═══ Material for this exercise

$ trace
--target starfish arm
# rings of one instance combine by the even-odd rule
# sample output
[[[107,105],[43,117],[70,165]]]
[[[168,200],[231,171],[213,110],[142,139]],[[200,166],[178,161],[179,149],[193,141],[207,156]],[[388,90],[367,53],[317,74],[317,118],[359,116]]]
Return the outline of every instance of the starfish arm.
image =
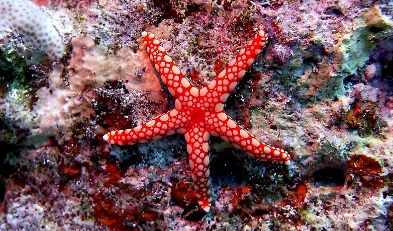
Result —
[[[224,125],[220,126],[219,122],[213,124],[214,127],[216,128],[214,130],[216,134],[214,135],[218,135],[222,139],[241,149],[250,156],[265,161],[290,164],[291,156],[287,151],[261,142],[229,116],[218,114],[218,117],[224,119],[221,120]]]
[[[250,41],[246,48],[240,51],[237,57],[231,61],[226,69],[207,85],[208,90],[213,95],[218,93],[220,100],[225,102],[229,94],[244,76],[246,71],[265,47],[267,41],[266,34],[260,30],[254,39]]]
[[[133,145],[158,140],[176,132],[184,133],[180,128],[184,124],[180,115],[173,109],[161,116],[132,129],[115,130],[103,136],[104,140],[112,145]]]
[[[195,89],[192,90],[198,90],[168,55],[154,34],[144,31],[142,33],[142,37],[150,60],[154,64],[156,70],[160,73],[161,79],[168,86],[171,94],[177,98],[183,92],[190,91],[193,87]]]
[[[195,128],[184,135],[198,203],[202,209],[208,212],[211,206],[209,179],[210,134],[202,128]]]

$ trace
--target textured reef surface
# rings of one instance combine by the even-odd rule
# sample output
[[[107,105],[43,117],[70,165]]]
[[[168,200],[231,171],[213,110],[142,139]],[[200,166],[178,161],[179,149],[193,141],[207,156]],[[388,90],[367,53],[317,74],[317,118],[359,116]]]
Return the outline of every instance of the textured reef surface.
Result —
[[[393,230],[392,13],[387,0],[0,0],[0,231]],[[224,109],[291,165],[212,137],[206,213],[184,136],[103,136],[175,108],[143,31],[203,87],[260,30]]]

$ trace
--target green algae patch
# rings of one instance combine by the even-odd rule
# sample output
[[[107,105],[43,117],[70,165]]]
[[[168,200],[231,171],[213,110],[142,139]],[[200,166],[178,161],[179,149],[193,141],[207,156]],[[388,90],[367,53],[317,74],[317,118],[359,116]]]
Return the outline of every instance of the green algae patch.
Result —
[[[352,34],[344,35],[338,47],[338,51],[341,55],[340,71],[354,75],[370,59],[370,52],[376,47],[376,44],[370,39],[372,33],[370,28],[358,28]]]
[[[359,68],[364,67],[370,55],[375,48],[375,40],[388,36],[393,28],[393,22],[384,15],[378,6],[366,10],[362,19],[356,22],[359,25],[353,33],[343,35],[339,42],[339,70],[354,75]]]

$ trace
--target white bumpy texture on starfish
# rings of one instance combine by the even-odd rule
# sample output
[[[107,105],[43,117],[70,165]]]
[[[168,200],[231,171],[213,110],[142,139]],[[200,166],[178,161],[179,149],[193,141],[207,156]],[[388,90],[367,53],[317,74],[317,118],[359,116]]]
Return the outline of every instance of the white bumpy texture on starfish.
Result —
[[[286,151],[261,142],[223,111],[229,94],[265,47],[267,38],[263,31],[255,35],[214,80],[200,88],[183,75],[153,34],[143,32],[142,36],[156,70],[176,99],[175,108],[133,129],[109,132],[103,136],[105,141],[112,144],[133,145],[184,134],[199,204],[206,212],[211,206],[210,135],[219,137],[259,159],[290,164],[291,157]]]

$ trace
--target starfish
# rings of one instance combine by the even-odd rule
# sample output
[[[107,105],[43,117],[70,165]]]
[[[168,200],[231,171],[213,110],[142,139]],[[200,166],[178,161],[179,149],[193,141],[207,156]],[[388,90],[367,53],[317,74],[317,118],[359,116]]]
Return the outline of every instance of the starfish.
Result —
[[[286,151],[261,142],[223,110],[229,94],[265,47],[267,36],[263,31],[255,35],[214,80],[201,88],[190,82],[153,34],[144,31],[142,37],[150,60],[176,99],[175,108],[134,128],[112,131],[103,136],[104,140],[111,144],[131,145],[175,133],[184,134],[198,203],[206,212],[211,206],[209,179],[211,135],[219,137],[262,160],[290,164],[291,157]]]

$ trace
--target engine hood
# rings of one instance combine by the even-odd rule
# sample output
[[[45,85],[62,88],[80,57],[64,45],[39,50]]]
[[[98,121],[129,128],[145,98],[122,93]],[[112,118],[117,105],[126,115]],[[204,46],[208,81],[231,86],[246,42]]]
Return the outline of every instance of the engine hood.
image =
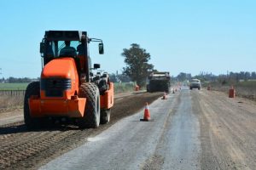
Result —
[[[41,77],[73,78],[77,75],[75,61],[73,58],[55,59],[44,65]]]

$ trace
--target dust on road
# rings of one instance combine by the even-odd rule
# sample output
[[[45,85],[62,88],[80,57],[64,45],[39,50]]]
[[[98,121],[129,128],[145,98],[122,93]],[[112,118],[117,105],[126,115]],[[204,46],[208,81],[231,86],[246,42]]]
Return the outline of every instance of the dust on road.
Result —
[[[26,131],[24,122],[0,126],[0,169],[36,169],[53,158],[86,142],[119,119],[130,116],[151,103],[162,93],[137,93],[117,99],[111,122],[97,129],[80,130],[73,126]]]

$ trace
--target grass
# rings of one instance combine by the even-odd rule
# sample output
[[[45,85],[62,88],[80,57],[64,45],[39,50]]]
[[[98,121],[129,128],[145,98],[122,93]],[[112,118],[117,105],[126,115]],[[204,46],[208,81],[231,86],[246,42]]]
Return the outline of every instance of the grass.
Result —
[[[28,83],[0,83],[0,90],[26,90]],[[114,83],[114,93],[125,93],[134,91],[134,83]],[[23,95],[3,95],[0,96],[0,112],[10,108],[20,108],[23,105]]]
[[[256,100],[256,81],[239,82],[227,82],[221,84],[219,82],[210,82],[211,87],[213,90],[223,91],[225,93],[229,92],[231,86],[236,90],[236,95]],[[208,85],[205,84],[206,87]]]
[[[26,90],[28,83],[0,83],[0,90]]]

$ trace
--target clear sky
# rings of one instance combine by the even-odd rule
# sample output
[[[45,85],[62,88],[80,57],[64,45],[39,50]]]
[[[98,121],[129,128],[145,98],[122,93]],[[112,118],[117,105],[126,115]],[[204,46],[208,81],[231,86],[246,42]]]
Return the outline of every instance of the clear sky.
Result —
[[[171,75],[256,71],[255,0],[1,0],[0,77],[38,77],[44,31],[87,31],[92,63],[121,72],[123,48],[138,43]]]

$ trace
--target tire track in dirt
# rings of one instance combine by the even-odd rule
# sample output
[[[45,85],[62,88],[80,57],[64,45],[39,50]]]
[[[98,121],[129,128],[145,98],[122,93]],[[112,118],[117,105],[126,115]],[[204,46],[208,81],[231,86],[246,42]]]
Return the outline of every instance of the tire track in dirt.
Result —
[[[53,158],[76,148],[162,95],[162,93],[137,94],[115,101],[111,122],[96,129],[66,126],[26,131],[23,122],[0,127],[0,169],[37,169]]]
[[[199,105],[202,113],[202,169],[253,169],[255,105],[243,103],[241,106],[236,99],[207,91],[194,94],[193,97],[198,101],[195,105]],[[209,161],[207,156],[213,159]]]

══════

List every line of the entries that contains the string "green", matching case exactly.

= Output of the task =
--target green algae patch
Return the outline of every instance of the green algae patch.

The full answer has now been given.